TASK TO CARRY OUT: Reproduce exactly, and only, the lines below from the one containing "Where can the wooden" through the one containing "Where can the grey".

RECORD SET:

--------------------------------------------------

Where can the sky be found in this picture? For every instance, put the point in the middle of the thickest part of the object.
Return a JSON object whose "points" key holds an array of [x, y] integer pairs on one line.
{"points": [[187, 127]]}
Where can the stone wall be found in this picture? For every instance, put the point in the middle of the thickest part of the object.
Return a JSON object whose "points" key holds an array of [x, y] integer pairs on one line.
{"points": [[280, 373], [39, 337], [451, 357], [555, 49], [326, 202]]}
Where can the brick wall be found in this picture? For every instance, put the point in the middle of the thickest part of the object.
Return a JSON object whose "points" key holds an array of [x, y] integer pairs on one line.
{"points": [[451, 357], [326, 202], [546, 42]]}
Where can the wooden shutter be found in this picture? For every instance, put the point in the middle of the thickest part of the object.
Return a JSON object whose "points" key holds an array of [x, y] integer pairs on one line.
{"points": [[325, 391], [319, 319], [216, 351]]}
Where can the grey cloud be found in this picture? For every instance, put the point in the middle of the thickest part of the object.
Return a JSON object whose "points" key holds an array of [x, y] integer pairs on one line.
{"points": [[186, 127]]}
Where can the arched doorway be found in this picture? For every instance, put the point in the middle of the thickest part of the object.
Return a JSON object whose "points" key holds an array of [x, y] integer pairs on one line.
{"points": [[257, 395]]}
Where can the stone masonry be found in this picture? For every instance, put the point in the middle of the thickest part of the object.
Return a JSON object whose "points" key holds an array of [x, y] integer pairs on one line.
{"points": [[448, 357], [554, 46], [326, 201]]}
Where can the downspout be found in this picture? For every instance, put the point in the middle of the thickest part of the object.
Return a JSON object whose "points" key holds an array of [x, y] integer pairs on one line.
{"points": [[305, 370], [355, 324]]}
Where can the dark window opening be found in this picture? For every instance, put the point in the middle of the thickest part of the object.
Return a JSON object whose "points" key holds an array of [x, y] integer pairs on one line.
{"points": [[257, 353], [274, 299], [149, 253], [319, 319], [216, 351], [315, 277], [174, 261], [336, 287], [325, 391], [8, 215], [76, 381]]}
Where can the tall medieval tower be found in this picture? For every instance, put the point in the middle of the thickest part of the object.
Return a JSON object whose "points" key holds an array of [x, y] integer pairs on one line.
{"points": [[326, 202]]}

--------------------------------------------------

RESULT FOR THIS TASK:
Where can the wooden shutter be found in this picture? For every instance, put the point in the middle of the thickest part of the object.
Return a JSON object whose "points" key holds an array of [x, y] integer pairs on one line.
{"points": [[325, 391], [319, 319], [216, 351]]}
Where can the grey cloud be found in this picture? For every instance, put the point in the middle of the thickest part of the object.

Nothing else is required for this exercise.